#### Listed entries:
----------------------------------------

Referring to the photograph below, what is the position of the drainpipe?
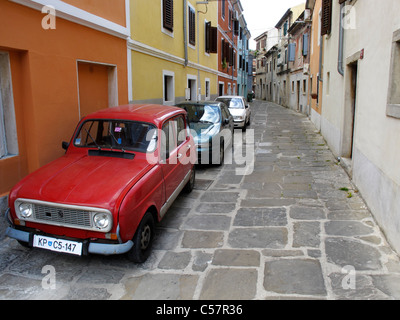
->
[183,0,189,67]
[338,3,345,76]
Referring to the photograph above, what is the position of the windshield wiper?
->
[85,128,101,150]
[108,126,125,152]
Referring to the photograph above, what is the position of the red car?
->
[6,105,197,262]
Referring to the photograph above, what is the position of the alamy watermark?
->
[42,5,57,30]
[342,265,356,290]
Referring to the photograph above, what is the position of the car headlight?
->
[18,203,33,219]
[93,212,111,230]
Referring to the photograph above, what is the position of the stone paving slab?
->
[0,101,400,300]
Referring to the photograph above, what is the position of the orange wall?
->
[0,0,128,195]
[78,62,108,117]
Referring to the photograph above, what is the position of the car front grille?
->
[33,204,92,228]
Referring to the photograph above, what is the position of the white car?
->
[215,96,251,128]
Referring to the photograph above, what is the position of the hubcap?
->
[140,225,151,250]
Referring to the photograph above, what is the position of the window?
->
[161,120,175,161]
[176,116,187,146]
[321,0,332,36]
[0,51,19,159]
[162,0,174,32]
[205,22,218,53]
[386,29,400,119]
[189,7,196,46]
[303,33,308,56]
[205,79,211,100]
[283,21,289,36]
[289,43,296,62]
[163,71,175,105]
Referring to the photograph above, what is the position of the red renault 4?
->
[6,105,197,262]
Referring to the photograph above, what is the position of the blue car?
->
[177,101,234,164]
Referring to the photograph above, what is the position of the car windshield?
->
[217,98,244,109]
[74,119,157,152]
[180,104,221,125]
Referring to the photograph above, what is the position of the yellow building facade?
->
[128,0,218,105]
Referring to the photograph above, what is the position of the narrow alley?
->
[0,101,400,300]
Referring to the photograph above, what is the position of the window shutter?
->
[303,33,308,56]
[289,43,296,62]
[189,8,196,45]
[233,20,239,36]
[163,0,174,31]
[205,22,211,53]
[221,39,226,61]
[224,41,230,62]
[321,0,332,36]
[210,27,218,53]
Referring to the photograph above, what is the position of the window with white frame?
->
[205,78,211,100]
[188,5,196,46]
[0,52,18,159]
[163,70,175,105]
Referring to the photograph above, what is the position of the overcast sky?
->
[240,0,306,50]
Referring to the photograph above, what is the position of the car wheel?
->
[128,212,155,263]
[219,142,225,165]
[183,166,196,193]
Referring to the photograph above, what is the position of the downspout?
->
[183,0,189,67]
[338,2,345,76]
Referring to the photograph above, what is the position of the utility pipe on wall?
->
[338,2,345,76]
[183,0,189,67]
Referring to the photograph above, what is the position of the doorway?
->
[296,81,300,111]
[342,60,358,160]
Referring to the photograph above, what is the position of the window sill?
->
[386,104,400,119]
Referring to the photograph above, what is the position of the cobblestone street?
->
[0,101,400,300]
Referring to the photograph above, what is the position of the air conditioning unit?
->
[303,63,310,75]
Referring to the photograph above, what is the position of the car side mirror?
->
[61,141,69,150]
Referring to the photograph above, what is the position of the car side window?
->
[221,105,229,120]
[161,120,175,160]
[176,116,187,146]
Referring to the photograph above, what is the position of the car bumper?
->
[233,120,246,128]
[6,226,133,256]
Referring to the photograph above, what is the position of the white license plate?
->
[33,235,82,256]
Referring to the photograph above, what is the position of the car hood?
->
[15,155,154,210]
[229,108,246,116]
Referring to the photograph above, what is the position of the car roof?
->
[84,104,185,124]
[177,100,223,106]
[217,96,244,99]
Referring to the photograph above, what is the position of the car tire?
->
[218,141,225,166]
[183,166,196,193]
[127,212,155,263]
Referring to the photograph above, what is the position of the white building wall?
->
[320,0,400,252]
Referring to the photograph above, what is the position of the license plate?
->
[33,235,82,256]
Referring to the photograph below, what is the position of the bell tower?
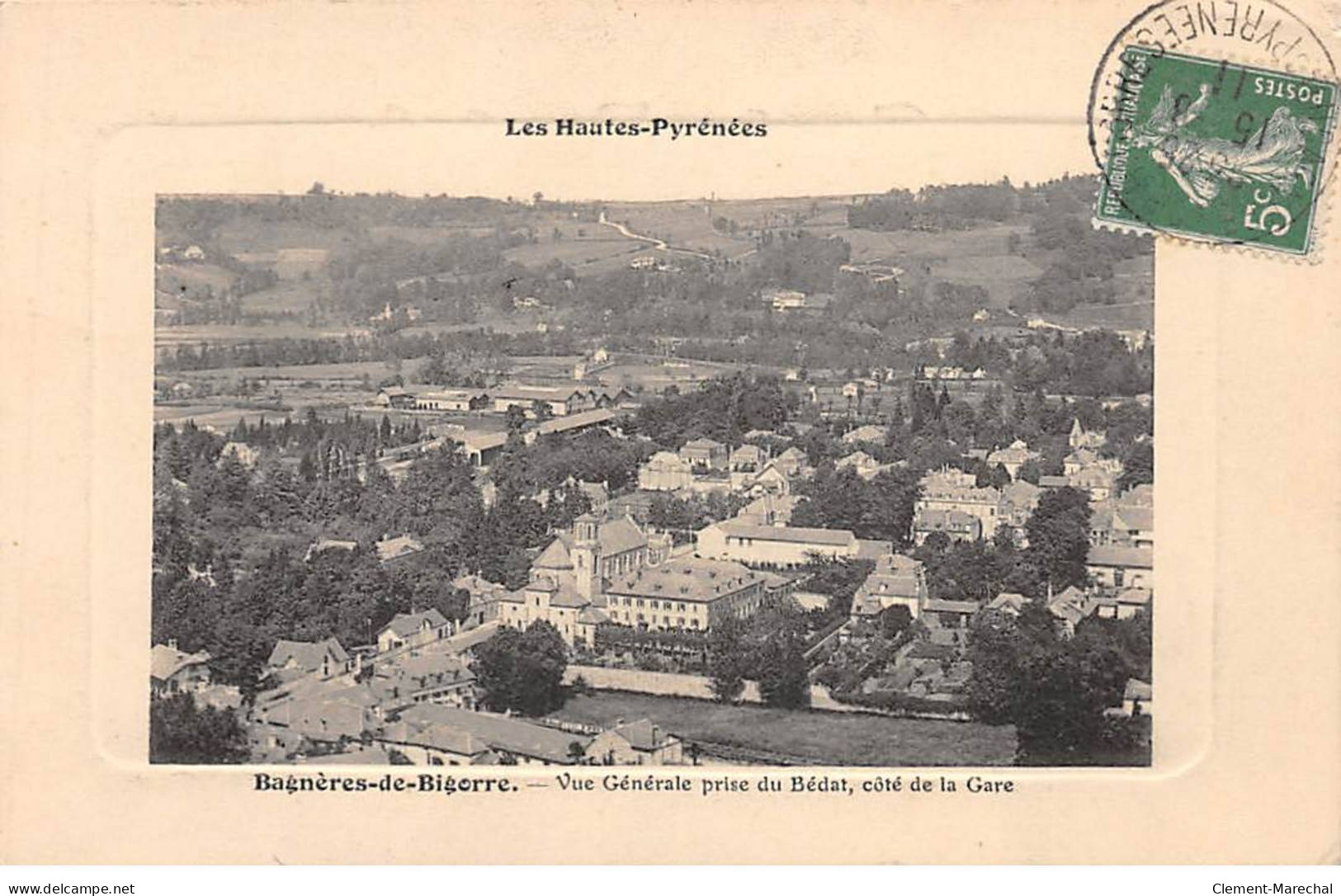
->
[573,514,602,601]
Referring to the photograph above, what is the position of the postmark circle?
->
[1086,0,1337,255]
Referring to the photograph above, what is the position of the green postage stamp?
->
[1096,47,1337,255]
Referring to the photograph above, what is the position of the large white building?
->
[697,519,861,568]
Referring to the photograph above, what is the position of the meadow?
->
[554,691,1015,767]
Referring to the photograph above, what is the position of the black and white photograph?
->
[142,174,1157,769]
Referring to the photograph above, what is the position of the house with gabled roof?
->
[266,637,354,677]
[391,705,592,766]
[680,439,730,471]
[149,639,213,697]
[987,439,1043,479]
[586,719,684,766]
[1085,545,1154,589]
[374,535,424,564]
[852,553,928,620]
[696,519,861,568]
[377,607,452,653]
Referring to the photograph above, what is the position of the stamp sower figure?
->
[1133,84,1317,208]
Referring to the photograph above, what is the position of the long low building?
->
[603,558,766,632]
[697,519,861,568]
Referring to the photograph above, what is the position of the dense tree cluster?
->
[968,604,1150,766]
[848,180,1021,231]
[470,621,569,715]
[708,605,811,710]
[149,694,249,765]
[631,375,798,450]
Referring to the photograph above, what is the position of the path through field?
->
[601,212,712,259]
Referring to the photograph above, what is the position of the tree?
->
[474,621,569,715]
[880,604,914,639]
[1015,457,1043,486]
[757,625,810,710]
[1025,487,1090,590]
[503,405,526,437]
[708,617,749,703]
[149,694,248,765]
[1117,441,1154,493]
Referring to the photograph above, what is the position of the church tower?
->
[573,514,603,601]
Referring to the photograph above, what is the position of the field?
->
[555,691,1015,766]
[593,361,736,392]
[605,202,753,257]
[503,234,648,274]
[154,321,371,349]
[242,279,319,314]
[154,263,238,307]
[217,217,352,255]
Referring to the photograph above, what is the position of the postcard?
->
[0,0,1341,864]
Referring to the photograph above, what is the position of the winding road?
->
[599,212,714,260]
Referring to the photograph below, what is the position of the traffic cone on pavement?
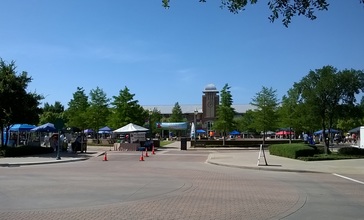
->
[152,144,155,154]
[139,151,144,161]
[103,151,107,161]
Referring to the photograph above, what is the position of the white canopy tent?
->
[113,123,149,133]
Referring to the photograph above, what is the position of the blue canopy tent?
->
[83,129,94,133]
[229,130,240,135]
[30,123,57,132]
[98,126,113,134]
[2,124,35,146]
[9,124,35,131]
[313,129,340,135]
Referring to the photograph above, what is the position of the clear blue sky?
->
[0,0,364,108]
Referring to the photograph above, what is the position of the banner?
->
[156,122,187,130]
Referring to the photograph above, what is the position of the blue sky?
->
[0,0,364,108]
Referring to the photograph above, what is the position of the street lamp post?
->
[193,108,198,145]
[149,110,153,141]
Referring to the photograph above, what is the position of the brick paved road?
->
[0,151,316,220]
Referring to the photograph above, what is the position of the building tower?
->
[202,84,220,134]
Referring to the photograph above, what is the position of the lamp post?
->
[193,108,198,145]
[149,110,153,141]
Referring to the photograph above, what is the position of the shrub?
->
[338,147,364,156]
[268,144,317,159]
[1,146,54,157]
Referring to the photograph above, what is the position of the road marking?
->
[333,173,364,185]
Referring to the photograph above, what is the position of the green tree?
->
[293,66,364,153]
[39,101,65,124]
[236,109,257,133]
[213,84,235,145]
[144,108,162,136]
[0,58,43,146]
[87,87,110,137]
[250,86,279,145]
[162,0,364,27]
[168,102,186,122]
[109,87,148,128]
[65,87,90,130]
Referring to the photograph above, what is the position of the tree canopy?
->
[162,0,364,27]
[109,86,148,128]
[293,66,364,148]
[0,58,43,145]
[65,87,90,129]
[250,86,278,144]
[169,102,184,122]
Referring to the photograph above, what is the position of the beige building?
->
[143,84,255,132]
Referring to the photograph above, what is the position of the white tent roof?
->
[114,123,149,133]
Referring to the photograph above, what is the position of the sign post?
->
[54,118,64,160]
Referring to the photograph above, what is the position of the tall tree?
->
[65,87,90,129]
[162,0,364,27]
[250,86,279,145]
[144,108,162,138]
[236,109,256,133]
[213,84,235,145]
[294,66,364,153]
[39,101,65,124]
[109,86,148,128]
[0,58,43,146]
[87,87,110,137]
[168,102,186,122]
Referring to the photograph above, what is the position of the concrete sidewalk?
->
[0,149,105,167]
[0,141,364,174]
[166,141,364,174]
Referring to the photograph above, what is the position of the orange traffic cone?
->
[139,151,144,161]
[152,145,155,154]
[103,151,107,161]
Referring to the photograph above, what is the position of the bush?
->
[338,147,364,156]
[1,146,54,157]
[268,144,317,159]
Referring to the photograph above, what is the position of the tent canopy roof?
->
[114,123,149,133]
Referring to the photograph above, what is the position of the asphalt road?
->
[0,150,364,220]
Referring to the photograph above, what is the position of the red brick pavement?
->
[0,151,304,220]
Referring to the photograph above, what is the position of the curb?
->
[206,161,329,173]
[0,157,89,167]
[0,151,105,167]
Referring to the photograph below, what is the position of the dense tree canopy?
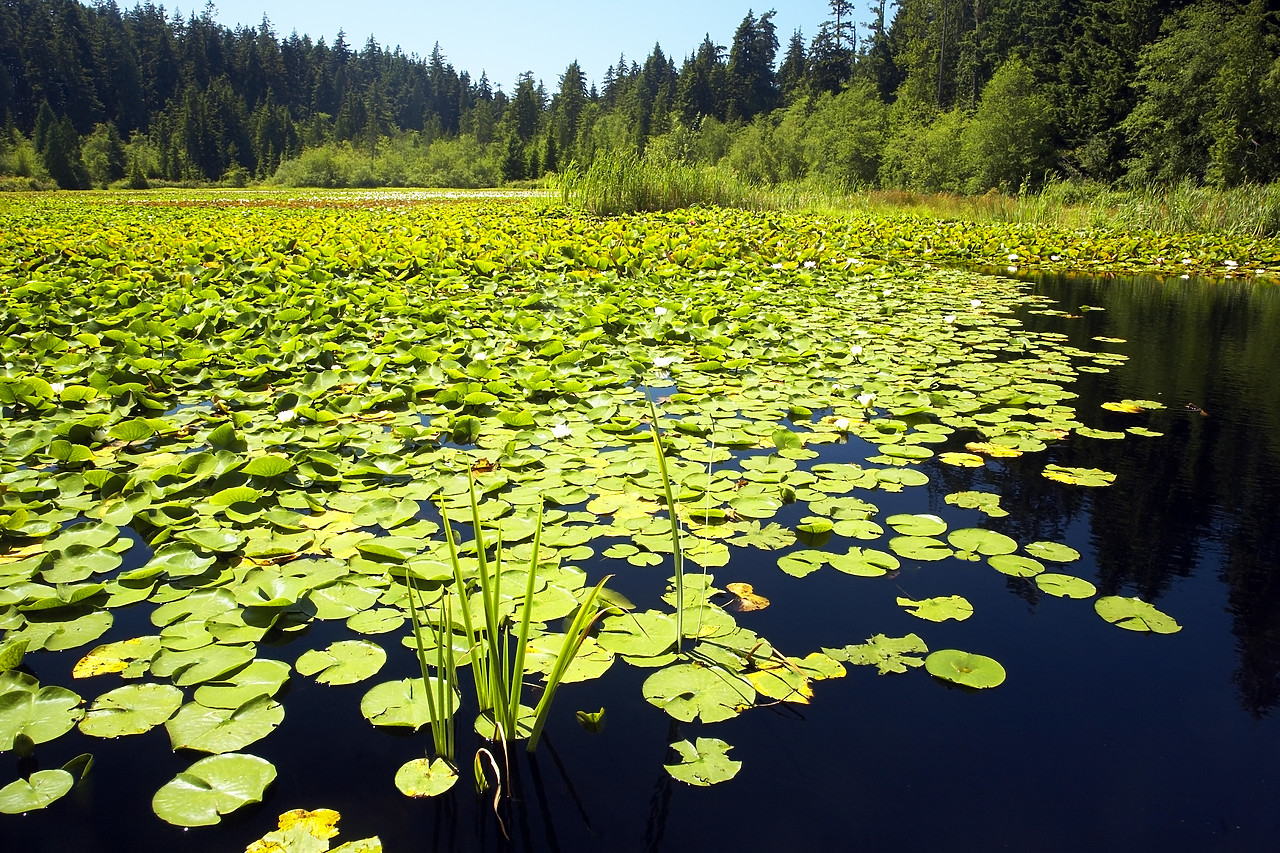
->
[0,0,1280,192]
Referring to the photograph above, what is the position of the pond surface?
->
[0,275,1280,852]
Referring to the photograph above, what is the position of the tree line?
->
[0,0,1280,192]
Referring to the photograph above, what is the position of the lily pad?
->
[643,663,755,722]
[1036,573,1098,598]
[1093,596,1183,634]
[79,684,182,738]
[396,758,458,797]
[666,738,742,786]
[924,648,1005,689]
[151,752,275,826]
[896,596,973,622]
[297,640,387,684]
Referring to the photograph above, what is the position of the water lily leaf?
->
[884,514,947,537]
[151,643,255,686]
[165,695,284,753]
[946,492,1009,519]
[241,453,293,476]
[896,596,973,622]
[664,738,742,786]
[1041,465,1116,487]
[72,635,160,679]
[730,521,796,551]
[947,528,1018,557]
[965,442,1023,459]
[823,634,929,675]
[724,583,769,612]
[209,485,262,506]
[79,684,182,738]
[297,640,387,684]
[641,663,755,722]
[1036,573,1098,598]
[938,451,987,467]
[596,610,676,658]
[0,670,84,752]
[0,770,76,815]
[0,639,29,672]
[924,648,1005,689]
[1095,596,1183,630]
[360,678,457,730]
[829,548,902,578]
[888,537,955,562]
[151,752,275,826]
[987,553,1044,578]
[195,658,289,708]
[1027,542,1080,562]
[396,758,458,797]
[778,549,829,578]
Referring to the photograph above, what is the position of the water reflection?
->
[998,268,1280,716]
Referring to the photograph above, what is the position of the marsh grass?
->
[556,154,1280,237]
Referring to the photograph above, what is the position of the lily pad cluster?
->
[0,194,1166,826]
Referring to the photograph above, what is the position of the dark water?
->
[0,277,1280,852]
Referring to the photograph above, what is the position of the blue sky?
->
[199,0,869,92]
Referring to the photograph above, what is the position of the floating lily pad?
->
[396,758,458,797]
[79,684,182,738]
[824,634,929,675]
[151,752,275,826]
[1093,596,1183,634]
[896,596,973,622]
[643,663,755,722]
[924,648,1005,689]
[1036,573,1098,598]
[297,640,387,684]
[0,770,76,815]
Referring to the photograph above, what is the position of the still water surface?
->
[0,268,1280,853]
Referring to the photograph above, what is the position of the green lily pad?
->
[0,770,76,815]
[1027,542,1080,562]
[823,634,929,675]
[1093,596,1183,634]
[947,528,1018,557]
[165,695,284,753]
[924,648,1005,689]
[0,670,84,752]
[1036,573,1098,598]
[987,553,1044,578]
[895,596,973,622]
[296,640,387,684]
[641,663,755,722]
[666,738,742,786]
[396,758,458,797]
[151,752,275,826]
[79,684,182,738]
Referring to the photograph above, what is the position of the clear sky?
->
[197,0,869,93]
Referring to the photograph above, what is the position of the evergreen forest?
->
[0,0,1280,193]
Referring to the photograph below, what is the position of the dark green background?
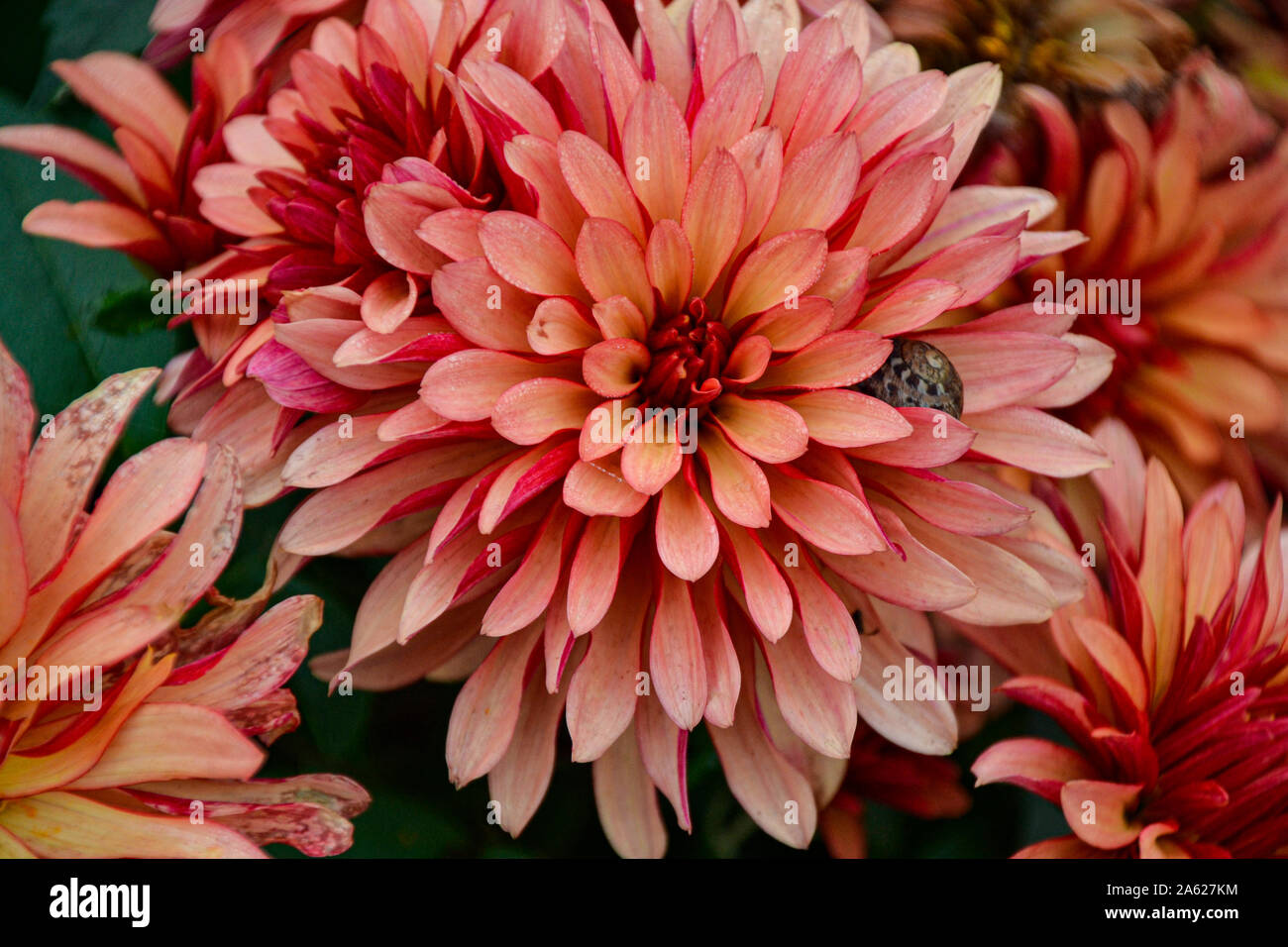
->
[0,0,1066,857]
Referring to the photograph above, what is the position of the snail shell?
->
[854,338,962,419]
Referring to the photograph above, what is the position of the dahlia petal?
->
[761,621,859,759]
[591,726,666,858]
[786,558,860,683]
[724,524,794,642]
[447,622,541,786]
[0,500,29,646]
[818,505,978,612]
[849,68,948,162]
[482,211,590,300]
[416,207,486,262]
[1020,333,1115,408]
[590,296,648,340]
[486,676,564,837]
[691,53,762,167]
[919,330,1078,414]
[1060,780,1141,849]
[693,575,742,727]
[859,279,962,335]
[635,701,693,832]
[901,517,1057,625]
[785,52,863,161]
[567,517,628,635]
[863,466,1033,536]
[480,504,574,638]
[64,703,265,789]
[433,255,537,352]
[622,415,684,496]
[0,125,145,207]
[787,388,912,447]
[682,149,747,297]
[752,330,893,388]
[559,132,647,245]
[729,128,783,252]
[649,573,707,730]
[901,184,1056,265]
[765,467,889,556]
[622,82,690,223]
[420,349,580,424]
[653,476,720,582]
[277,442,512,556]
[854,634,957,756]
[746,296,836,352]
[567,584,648,763]
[845,154,944,254]
[627,0,693,124]
[22,201,171,263]
[721,231,827,326]
[527,296,601,356]
[712,394,808,464]
[272,320,421,391]
[154,595,322,710]
[970,737,1095,804]
[51,52,188,167]
[968,406,1108,476]
[576,217,653,316]
[700,427,770,530]
[1138,458,1185,695]
[18,368,159,598]
[0,792,268,858]
[709,665,818,848]
[492,377,599,445]
[362,181,453,275]
[644,220,695,310]
[0,657,174,798]
[23,432,207,634]
[1069,614,1150,711]
[362,270,419,334]
[465,58,559,142]
[845,407,975,468]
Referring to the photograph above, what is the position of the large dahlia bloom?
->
[0,346,369,858]
[275,3,1108,854]
[980,60,1288,509]
[0,35,319,505]
[973,421,1288,858]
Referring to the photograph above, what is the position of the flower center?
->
[640,299,733,408]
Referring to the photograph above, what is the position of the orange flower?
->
[973,421,1288,858]
[979,59,1288,511]
[0,346,369,858]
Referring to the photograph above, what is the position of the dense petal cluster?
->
[980,59,1288,510]
[0,347,369,858]
[973,421,1288,857]
[239,3,1108,853]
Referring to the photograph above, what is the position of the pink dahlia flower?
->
[0,346,369,858]
[819,724,970,858]
[973,421,1288,858]
[979,58,1288,518]
[143,0,366,69]
[267,3,1108,854]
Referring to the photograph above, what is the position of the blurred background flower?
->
[973,420,1288,858]
[0,346,370,858]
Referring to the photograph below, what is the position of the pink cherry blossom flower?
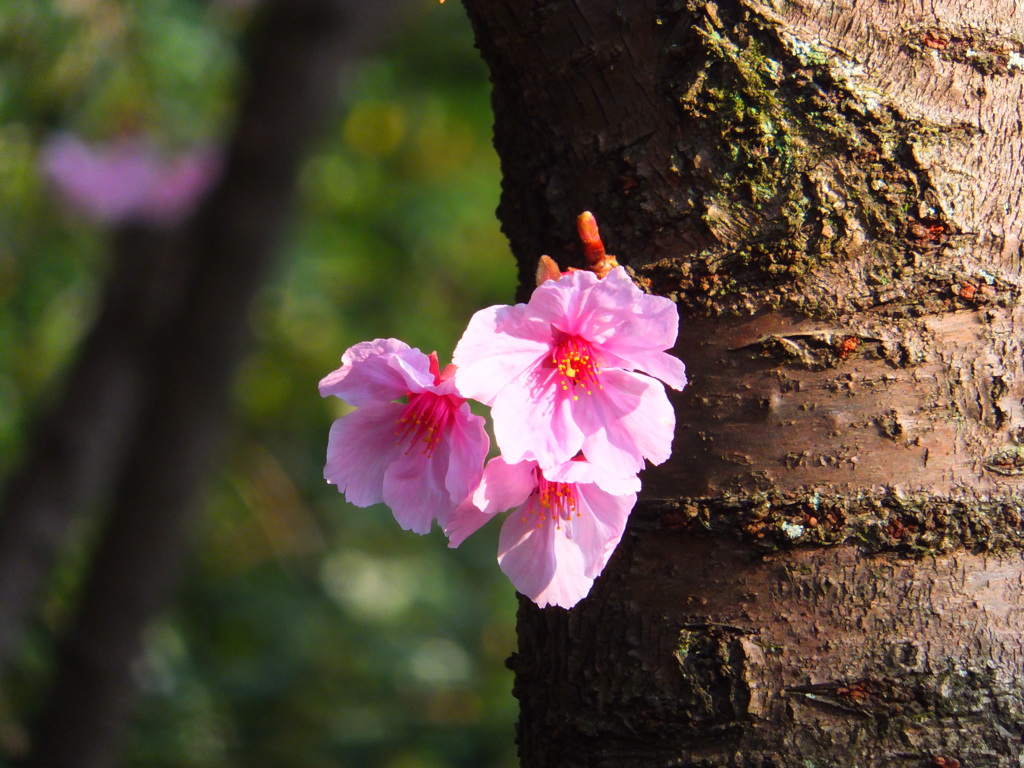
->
[454,267,686,475]
[319,339,489,534]
[41,133,221,225]
[444,457,640,608]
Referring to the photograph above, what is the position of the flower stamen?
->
[551,336,603,400]
[395,392,458,457]
[520,471,582,530]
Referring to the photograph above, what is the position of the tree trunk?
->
[465,0,1024,768]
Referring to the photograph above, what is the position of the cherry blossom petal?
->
[438,402,490,527]
[385,434,456,534]
[498,509,594,608]
[573,370,676,475]
[324,402,403,507]
[490,367,584,468]
[319,339,434,407]
[452,304,551,406]
[570,483,637,579]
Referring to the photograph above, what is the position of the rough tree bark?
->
[464,0,1024,768]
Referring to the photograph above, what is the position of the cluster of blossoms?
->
[319,213,686,608]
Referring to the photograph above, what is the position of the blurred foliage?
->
[0,0,516,768]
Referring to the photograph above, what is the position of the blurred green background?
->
[0,0,516,768]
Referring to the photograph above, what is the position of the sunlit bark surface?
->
[465,0,1024,768]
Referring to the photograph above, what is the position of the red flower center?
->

----------------------------------------

#### Exercise details:
Print the lines of the listing above exactly, starting at the line that contains "green lily pad?" and ending at the line that contains "[854,338,962,419]", with both of those lines included. Omit the pictures from your answer.

#### Solution to this exercise:
Referring to the photograph above, what is the position of the green lily pad?
->
[0,770,76,815]
[1027,542,1080,562]
[823,634,929,675]
[1093,596,1183,634]
[947,528,1018,557]
[165,695,284,753]
[924,648,1005,689]
[0,670,84,752]
[1036,573,1098,598]
[987,553,1044,578]
[895,596,973,622]
[296,640,387,684]
[641,663,755,722]
[666,738,742,786]
[396,758,458,797]
[151,752,275,826]
[79,684,182,738]
Referring to the photograph above, what is the position of the clear sky?
->
[197,0,869,93]
Referring to the photograph above, what is the position of the evergreen forest?
->
[0,0,1280,193]
Referring to the photograph below, what is the position of the dark green background?
->
[0,0,1066,857]
Referring to the photograph above, what is the position of the snail shell?
->
[854,338,962,419]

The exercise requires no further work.